**What to work on:** Print the listing below exactly.
========
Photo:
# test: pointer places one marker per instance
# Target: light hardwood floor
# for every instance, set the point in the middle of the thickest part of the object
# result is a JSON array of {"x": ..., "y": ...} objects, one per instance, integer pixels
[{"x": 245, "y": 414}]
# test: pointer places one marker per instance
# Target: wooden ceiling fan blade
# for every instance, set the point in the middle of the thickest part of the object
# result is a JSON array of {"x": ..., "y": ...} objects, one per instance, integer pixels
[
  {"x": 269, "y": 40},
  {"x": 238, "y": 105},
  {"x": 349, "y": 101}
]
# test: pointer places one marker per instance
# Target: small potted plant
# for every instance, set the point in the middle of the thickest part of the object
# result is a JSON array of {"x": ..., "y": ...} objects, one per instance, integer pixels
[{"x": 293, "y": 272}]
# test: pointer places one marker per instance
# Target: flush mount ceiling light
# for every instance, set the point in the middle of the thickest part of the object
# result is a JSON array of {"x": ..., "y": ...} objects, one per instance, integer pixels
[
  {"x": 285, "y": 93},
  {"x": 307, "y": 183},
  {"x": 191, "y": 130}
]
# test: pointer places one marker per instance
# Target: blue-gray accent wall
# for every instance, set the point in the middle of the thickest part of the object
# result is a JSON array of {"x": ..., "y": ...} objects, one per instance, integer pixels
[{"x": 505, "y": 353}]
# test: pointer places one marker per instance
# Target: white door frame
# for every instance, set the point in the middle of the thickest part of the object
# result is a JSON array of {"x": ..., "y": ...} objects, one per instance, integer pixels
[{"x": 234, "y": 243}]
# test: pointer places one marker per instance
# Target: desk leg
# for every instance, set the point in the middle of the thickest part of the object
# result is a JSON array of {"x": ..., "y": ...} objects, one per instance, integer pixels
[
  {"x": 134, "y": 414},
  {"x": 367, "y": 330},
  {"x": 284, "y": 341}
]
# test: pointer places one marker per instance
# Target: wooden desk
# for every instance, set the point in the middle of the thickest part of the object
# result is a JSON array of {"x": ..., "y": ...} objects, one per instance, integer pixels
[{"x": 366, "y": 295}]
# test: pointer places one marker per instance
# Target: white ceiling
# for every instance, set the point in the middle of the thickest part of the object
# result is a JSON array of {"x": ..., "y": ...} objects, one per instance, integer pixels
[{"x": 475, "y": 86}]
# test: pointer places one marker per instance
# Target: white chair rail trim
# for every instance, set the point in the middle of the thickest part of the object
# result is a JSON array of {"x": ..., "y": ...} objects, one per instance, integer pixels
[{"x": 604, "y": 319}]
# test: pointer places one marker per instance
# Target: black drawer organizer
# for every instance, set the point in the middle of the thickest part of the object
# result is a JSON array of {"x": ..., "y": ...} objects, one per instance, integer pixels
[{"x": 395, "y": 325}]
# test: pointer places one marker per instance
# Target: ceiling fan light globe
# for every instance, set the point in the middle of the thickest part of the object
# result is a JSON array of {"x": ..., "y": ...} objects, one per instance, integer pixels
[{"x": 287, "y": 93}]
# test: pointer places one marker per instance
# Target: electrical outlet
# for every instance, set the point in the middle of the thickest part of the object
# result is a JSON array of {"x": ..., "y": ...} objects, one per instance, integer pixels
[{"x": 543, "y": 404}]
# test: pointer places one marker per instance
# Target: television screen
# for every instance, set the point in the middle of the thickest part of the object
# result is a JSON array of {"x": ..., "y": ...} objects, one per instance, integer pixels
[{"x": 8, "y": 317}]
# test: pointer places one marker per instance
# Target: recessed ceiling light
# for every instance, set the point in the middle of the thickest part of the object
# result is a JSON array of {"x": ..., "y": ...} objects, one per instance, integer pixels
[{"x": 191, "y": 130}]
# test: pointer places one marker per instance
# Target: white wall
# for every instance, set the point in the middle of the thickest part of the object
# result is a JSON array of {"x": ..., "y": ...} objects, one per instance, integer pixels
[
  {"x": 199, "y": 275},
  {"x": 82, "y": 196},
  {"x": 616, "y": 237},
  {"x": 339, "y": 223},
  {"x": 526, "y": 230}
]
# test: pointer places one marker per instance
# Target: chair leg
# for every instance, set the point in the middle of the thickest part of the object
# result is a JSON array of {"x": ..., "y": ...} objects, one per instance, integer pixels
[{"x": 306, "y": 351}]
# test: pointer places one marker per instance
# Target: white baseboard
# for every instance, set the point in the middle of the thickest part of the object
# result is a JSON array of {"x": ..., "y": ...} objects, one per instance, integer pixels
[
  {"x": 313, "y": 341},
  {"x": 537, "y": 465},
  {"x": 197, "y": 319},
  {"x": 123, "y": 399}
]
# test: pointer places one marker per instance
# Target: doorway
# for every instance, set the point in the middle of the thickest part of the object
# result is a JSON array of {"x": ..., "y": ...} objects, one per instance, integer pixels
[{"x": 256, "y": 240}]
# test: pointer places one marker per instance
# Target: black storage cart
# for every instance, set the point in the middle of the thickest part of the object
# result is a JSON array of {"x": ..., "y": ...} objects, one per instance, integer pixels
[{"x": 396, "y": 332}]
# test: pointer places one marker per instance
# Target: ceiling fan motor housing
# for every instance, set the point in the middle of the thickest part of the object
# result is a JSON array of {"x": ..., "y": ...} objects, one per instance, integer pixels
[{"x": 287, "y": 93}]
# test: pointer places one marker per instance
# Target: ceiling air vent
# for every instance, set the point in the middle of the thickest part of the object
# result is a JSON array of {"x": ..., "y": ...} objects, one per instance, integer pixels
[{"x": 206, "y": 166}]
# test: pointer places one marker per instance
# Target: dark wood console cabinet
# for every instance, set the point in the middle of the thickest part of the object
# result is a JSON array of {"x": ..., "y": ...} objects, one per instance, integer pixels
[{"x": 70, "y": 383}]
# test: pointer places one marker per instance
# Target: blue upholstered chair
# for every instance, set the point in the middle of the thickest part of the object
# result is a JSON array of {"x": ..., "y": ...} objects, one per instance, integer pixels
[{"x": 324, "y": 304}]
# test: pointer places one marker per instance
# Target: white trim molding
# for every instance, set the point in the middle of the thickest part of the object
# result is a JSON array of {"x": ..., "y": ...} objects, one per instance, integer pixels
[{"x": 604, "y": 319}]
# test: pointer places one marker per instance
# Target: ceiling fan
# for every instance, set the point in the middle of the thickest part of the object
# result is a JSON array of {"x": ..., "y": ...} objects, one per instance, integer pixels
========
**Output for this exercise:**
Photo:
# test: pointer places one marker per instance
# Target: light hardwood floor
# for every instance, set the point in the middle of the thickest part of the object
# result is a JSON array of {"x": ..., "y": ...} objects, one per instance, integer pixels
[{"x": 245, "y": 414}]
# test: pointer places one marker per instance
# Target: wooden ceiling fan blade
# for every instance, set the point in the middle of the thickest part of the object
# result is a JSON array of {"x": ..., "y": ...} objects, one per instance, integer pixels
[
  {"x": 269, "y": 40},
  {"x": 238, "y": 105},
  {"x": 349, "y": 101}
]
# test: pointer places one marker per instance
# Target: small potted plant
# for every instance, set the point in the middle of the thickest part of the object
# result is a JSON array of {"x": ..., "y": ...} objects, one per instance, integer pixels
[{"x": 293, "y": 272}]
# test: pointer places one marker per instance
# Target: flush mount ceiling light
# for every instance, set the point in the middle of the thickest part of the object
# result is a JSON array of {"x": ..., "y": ...} objects, one per instance, integer pixels
[
  {"x": 285, "y": 93},
  {"x": 307, "y": 183},
  {"x": 191, "y": 130}
]
# test: pointer places one marker per instance
# Target: blue-gray accent wall
# for every instance, set the point in the middle of the thickest part of the object
# result is a JSON array of {"x": ..., "y": ...} objects, one per instance, integer pixels
[{"x": 505, "y": 353}]
# test: pointer places one marker per instance
# Target: white door frame
# for every instance, set the point in the middle of the thickest part of the object
# result is a JSON array of {"x": ..., "y": ...} objects, one per instance, integer pixels
[{"x": 234, "y": 243}]
# test: pointer places one marker per instance
# Target: desk leg
# for every instance, set the point in the middle of the thickest part of the object
# result is a JSON array of {"x": ..., "y": ...} objects, one per instance, integer pixels
[
  {"x": 134, "y": 414},
  {"x": 367, "y": 330},
  {"x": 284, "y": 341}
]
# test: pointer places one marker per instance
# Target: wooden desk
# for every instance, set the point in the middle of the thickest part of the object
# result is a JSON array of {"x": ..., "y": ...} objects, one per instance, integer pixels
[{"x": 366, "y": 295}]
# test: pointer places one marker per instance
# Target: white ceiling
# for every instance, set the point in the middle of the thickest part of the object
# result is a JSON array of {"x": ..., "y": ...} objects, one per instance, integer pixels
[{"x": 475, "y": 86}]
# test: pointer places one marker per instance
# Target: white chair rail trim
# for every instance, set the point in the middle of the thickest part of the object
# result is a JSON array of {"x": ..., "y": ...} objects, one per instance, integer pixels
[{"x": 604, "y": 319}]
# test: pointer places one marker per instance
# Target: black drawer organizer
# for every instance, set the point in the middle of the thickest part of the object
# result is a JSON array of {"x": ..., "y": ...} objects, one per instance, integer pixels
[{"x": 395, "y": 325}]
# test: pointer places one marker per instance
# Target: ceiling fan light globe
# for every instance, set the point in the middle of the thickest part of the object
# result is a JSON array of {"x": ..., "y": ...} objects, one per instance, integer pixels
[{"x": 287, "y": 93}]
# test: pointer places one marker per instance
# Target: electrical outlet
# for every instance, set the point in the middle of the thickest part of the object
# result is a JSON array of {"x": ..., "y": ...} objects, one per instance, integer pixels
[{"x": 543, "y": 404}]
# test: pointer places one marker per instance
# Target: television screen
# for every instance, set the point in the middle of the thickest part of the object
# result is a JSON array of {"x": ..., "y": ...} objects, one per instance, integer pixels
[{"x": 8, "y": 317}]
# test: pointer places one marker per instance
# Target: recessed ceiling light
# for every instance, set the point in the middle of the thickest part of the object
# result is a JSON array of {"x": ..., "y": ...} objects, one per instance, integer pixels
[{"x": 191, "y": 130}]
# test: pointer places one marker per instance
# Target: white wall
# for every instance, set the point in the middle of the thickest part of the object
# result is a JSON array of {"x": ..., "y": ...} objects, one per instance, integer pixels
[
  {"x": 199, "y": 275},
  {"x": 82, "y": 196},
  {"x": 616, "y": 237},
  {"x": 339, "y": 223},
  {"x": 526, "y": 230}
]
# test: pointer places one marker per instance
# Target: chair leg
# for every instance, set the point in the middle of the thickest part of the object
# result is a JSON array of {"x": ..., "y": ...} objects, one per instance, integer pixels
[{"x": 306, "y": 351}]
# test: pointer places one marker per instance
# Target: white baseboard
# for every instance, set the point in the middle of the thickest part of the object
# result is a JSON array of {"x": ..., "y": ...} objects, one per instance, integer pixels
[
  {"x": 313, "y": 341},
  {"x": 537, "y": 465},
  {"x": 197, "y": 319},
  {"x": 123, "y": 399}
]
# test: pointer places one marker per instance
# Target: doorway
# for every instance, set the point in the middle of the thickest part of the object
# result is a JSON array of {"x": ..., "y": ...} objects, one per instance, integer pixels
[{"x": 256, "y": 240}]
# test: pointer places one marker per instance
# Target: black storage cart
# for every instance, set the point in the middle of the thickest part of the object
# result is a JSON array of {"x": ..., "y": ...} objects, one per instance, integer pixels
[{"x": 396, "y": 332}]
# test: pointer places one marker per instance
# Target: ceiling fan motor housing
# for every instance, set the point in the middle of the thickest part of the object
# result is a JSON array of {"x": ..., "y": ...} objects, one per instance, integer pixels
[{"x": 287, "y": 93}]
# test: pointer places one marker per instance
# Target: ceiling air vent
# for every instance, set the point in the middle of the thickest part of the object
# result is a JSON array of {"x": ..., "y": ...} objects, one per instance, integer pixels
[{"x": 206, "y": 166}]
# test: pointer places one marker per instance
# Target: dark wood console cabinet
# for every instance, set the point in the middle of the thickest part of the object
# result is a JSON array of {"x": ..., "y": ...} objects, one per instance, integer pixels
[{"x": 70, "y": 383}]
# test: pointer places one marker per instance
# Target: blue upholstered chair
# for every instance, set the point in the middle of the thickest part of the object
# result is a JSON array of {"x": ..., "y": ...} objects, one per instance, integer pixels
[{"x": 324, "y": 304}]
# test: pointer places one marker per instance
# Target: white trim molding
# for every instance, set the point in the middle of the thickest part of the object
# result is a JSON array of {"x": ..., "y": ...} objects, one per instance, integer pixels
[{"x": 604, "y": 319}]
# test: pointer places one marker per instance
# Target: ceiling fan
# for every instance, set the point in the middle of the thickest part of the object
# result is a JSON array of {"x": ..., "y": ...} objects, one per instance, integer pixels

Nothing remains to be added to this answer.